Цитируемый отрывок:
Как же это сделать? Как определить эту уникальную, ясную и значимую цель? Каковы ее основные критерии?
Первый и самый главный критерий – это конкретность. Чем точнее вы сформулируете цель мероприятия, тем лучше «выстрелите». Я пришла к этому эмпирическим путем, а один из моих клиентов собрал солидную доказательную базу.
Meetup – это международная онлайн-платформа для организации офлайн-встреч на самые разные темы. За годы своего существования она помогла миллионам людей.
Когда ее учредители задались вопросом, что является залогом успешной группы, они выявили удивительную закономерность: большинство людей привлекают не массовые, а узконаправленные сообщества. «Чем специфичнее сообщество, тем больше у него шансов на успех», – сказал мне учредитель и директор Meetup Скотт Хайферман.
Чтобы организовать группу на платформе Meetup, нужно дать ей название и описать, для чего она создана. Для большей результативности Хайферман и его команда рекомендуют организаторам вносить максимум конкретики не только в описание, но и в название группы. Чем больше прилагательных используется в названии группы, тем лучше. По словам Хайфермана, «такая тактика позволяет привлечь более узкую целевую аудиторию и создать более тесную команду единомышленников».

Извлечённые записи данных
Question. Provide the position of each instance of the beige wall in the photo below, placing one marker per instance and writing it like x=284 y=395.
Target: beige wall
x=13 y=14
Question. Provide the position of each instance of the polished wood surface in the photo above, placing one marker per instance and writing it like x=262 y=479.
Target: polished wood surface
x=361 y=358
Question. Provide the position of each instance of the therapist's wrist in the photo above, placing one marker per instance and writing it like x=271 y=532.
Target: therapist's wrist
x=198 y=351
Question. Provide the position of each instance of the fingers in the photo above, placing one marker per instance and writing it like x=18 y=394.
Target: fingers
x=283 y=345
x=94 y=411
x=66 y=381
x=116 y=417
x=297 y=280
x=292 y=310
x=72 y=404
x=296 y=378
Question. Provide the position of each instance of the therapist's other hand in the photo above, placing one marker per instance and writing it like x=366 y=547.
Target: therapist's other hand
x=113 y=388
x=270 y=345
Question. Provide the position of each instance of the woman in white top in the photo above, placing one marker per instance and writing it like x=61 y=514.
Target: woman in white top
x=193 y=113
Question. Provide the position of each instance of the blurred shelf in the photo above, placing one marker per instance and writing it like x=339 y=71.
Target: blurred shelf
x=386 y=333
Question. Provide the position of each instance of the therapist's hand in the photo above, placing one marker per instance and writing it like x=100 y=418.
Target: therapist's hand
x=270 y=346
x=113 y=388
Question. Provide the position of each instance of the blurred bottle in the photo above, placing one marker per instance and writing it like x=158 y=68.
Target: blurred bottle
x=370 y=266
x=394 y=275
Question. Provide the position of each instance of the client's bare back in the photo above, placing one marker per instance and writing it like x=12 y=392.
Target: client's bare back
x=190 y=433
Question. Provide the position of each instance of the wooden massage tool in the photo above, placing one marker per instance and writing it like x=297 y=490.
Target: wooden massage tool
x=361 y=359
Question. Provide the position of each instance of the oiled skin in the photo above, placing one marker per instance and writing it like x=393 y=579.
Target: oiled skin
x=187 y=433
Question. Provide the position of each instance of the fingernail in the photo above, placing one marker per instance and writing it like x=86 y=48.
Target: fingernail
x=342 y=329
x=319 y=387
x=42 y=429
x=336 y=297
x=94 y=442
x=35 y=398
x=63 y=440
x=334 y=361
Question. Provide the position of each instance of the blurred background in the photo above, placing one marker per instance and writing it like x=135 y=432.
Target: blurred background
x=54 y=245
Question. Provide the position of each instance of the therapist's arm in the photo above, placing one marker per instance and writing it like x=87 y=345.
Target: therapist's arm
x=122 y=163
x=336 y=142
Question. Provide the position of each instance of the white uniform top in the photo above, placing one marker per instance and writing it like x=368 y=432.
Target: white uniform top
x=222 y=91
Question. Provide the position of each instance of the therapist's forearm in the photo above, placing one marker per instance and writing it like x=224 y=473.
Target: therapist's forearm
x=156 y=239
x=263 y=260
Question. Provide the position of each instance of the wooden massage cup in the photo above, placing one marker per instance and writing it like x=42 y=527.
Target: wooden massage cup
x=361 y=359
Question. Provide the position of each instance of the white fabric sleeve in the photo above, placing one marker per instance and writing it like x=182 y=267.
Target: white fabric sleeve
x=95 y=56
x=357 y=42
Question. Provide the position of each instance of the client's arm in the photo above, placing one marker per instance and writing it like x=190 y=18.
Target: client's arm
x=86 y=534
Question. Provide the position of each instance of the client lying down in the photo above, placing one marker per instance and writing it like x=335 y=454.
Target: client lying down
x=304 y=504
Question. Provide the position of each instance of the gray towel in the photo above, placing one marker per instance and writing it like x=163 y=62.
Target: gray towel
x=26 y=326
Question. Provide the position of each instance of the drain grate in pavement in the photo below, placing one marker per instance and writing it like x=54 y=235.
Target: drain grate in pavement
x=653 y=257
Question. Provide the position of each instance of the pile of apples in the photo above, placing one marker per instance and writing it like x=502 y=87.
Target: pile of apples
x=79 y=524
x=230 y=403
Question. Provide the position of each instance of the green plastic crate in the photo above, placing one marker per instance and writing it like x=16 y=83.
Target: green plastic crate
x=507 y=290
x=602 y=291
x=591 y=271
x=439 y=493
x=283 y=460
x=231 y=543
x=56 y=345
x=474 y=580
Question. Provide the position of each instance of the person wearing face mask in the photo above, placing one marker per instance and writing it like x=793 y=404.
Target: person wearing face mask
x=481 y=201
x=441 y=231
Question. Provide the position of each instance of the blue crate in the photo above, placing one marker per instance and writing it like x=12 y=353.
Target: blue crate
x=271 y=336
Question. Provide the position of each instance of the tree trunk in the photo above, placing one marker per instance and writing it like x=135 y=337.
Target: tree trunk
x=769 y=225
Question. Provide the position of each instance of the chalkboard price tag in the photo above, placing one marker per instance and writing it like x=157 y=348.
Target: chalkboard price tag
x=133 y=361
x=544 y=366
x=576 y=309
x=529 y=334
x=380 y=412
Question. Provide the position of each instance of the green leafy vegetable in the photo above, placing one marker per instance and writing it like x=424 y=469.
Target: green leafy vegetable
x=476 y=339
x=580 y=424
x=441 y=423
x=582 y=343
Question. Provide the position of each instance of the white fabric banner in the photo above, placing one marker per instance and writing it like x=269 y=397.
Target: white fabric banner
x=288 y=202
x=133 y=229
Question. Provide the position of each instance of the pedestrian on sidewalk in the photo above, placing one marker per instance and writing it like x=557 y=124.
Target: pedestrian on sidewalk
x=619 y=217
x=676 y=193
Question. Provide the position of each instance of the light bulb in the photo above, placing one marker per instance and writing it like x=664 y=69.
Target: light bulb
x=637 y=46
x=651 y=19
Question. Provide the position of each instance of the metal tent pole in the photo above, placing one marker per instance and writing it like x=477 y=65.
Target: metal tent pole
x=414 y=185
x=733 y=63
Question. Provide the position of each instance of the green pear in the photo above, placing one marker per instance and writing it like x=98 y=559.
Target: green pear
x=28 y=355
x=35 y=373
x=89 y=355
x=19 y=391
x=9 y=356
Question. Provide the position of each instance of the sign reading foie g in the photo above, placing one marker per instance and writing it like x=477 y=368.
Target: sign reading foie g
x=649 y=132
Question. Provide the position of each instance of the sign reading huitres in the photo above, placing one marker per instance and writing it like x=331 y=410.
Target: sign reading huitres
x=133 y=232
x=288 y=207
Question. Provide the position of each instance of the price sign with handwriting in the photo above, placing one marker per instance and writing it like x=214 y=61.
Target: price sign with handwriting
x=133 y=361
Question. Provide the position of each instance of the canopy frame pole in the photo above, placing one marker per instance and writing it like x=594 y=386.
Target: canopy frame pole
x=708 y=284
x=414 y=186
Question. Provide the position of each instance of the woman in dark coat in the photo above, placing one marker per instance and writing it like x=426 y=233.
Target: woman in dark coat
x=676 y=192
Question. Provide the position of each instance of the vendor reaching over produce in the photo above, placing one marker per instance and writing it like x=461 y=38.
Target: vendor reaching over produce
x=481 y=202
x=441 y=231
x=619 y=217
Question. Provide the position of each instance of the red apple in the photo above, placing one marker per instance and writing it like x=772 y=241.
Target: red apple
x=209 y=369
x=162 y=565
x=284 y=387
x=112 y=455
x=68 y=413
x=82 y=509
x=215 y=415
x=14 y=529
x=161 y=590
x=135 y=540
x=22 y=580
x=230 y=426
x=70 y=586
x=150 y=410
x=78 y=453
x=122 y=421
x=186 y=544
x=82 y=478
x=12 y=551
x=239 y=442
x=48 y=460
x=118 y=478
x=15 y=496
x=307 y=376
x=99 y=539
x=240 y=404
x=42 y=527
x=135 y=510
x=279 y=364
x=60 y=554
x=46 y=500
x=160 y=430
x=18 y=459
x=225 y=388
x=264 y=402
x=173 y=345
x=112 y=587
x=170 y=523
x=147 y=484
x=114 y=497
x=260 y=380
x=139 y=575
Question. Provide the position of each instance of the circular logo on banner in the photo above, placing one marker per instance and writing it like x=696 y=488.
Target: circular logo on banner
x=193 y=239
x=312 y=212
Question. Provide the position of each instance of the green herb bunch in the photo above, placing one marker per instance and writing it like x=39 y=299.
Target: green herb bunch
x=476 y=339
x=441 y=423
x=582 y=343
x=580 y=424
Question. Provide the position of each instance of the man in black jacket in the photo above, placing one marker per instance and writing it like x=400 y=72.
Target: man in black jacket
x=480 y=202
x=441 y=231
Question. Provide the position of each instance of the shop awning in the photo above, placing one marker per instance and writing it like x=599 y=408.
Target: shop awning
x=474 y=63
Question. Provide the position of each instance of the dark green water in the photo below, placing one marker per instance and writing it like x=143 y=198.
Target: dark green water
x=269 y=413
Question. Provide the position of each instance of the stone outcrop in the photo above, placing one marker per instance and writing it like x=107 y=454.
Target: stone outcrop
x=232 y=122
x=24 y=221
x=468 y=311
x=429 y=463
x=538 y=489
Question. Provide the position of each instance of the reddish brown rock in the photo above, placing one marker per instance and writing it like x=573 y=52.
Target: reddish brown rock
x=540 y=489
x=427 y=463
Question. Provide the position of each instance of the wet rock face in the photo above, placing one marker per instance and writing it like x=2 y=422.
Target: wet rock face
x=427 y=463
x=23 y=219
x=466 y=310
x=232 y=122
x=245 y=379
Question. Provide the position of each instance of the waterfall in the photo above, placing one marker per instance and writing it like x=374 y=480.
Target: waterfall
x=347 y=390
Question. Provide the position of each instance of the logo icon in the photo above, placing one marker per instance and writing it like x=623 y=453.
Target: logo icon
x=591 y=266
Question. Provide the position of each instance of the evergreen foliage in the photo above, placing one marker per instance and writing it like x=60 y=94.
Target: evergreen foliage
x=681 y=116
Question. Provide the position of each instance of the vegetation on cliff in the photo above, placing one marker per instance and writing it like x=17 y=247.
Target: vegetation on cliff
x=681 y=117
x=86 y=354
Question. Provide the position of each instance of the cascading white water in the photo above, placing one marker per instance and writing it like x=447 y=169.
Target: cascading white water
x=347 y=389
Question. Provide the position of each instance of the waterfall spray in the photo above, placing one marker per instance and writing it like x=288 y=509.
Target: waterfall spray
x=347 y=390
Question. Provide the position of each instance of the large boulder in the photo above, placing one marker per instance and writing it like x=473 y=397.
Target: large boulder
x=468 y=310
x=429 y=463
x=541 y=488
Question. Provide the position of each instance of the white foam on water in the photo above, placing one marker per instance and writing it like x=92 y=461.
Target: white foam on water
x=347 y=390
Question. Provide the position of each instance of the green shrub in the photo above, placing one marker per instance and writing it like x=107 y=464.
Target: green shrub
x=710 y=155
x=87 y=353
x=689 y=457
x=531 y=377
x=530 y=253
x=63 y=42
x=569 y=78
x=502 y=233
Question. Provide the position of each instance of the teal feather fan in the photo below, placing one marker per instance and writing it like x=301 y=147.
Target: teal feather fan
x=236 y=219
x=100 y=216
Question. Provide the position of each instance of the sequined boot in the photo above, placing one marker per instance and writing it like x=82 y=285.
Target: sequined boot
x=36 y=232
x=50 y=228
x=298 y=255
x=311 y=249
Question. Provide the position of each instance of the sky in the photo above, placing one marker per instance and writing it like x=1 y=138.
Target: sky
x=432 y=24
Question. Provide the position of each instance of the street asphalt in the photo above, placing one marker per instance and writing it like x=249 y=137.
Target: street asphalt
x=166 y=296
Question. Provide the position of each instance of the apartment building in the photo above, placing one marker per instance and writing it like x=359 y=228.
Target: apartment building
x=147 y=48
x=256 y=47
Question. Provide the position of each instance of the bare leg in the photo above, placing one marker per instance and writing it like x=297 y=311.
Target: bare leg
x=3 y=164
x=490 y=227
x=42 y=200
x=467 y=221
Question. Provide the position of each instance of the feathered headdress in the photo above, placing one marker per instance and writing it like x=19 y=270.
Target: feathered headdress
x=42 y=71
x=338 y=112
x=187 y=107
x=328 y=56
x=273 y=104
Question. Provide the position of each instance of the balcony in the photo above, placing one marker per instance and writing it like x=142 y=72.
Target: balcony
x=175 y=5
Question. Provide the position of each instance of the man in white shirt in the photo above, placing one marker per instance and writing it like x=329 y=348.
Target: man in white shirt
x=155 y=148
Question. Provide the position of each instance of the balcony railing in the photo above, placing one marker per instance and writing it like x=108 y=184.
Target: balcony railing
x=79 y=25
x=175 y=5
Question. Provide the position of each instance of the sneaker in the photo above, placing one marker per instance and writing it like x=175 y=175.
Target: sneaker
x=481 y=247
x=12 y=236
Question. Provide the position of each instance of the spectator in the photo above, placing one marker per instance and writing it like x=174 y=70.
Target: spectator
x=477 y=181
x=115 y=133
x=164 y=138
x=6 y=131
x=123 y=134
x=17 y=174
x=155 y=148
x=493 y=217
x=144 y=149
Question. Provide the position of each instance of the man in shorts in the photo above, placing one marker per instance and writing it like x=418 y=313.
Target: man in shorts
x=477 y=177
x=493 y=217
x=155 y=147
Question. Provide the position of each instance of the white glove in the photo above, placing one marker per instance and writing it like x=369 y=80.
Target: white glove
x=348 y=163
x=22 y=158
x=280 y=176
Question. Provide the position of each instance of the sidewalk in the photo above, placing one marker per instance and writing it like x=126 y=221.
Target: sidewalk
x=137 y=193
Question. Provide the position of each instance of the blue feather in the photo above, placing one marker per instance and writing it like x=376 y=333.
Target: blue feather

Что сделать:
A: Какой критерий цели назван в отрывке о цели мероприятия первым и самым главным?
B: Продолжите отрывок о цели мероприятия с того места, на котором он заканчивается.

Ответы:
A: Конкретность.

B:
«К примеру, формулировка “активный отдых пар ЛГБТ с собаками” будет более конкретной (и, скорее всего, более успешной), чем “активный отдых пар ЛГБТ” или “активный отдых с собаками”, потому что “кто” часто ассоциируется с “чем”», – объясняет Хайферман. Когда мероприятие подробно расписано, люди могут себя в нем позиционировать.
Однако чрезмерная детализация – это тоже «не есть хорошо», поэтому нужно соблюдать золотую середину.
Следующий критерий постановки цели – это уникальность. Чем данное собрание, конференция или ужин будет отличаться от остальных ваших собраний, конференций или ужинов?
Как-то мне довелось участвовать в традиционной японской чайной церемонии в Киото, и чайный мастер произнес очень мудрую фразу: «Ichi-go ichi-e (Ичи-го, ичи-э)», которая переводится как «больше этот миг не повторится». «Конечно, мы можем встретиться и в следующем году, но через год мы будем уже другими людьми и принесем с собой другие впечатления», – объяснил он. Каждое мероприятие – это Ichi-go ichi-e. Помните об этом, когда собираетесь вместе.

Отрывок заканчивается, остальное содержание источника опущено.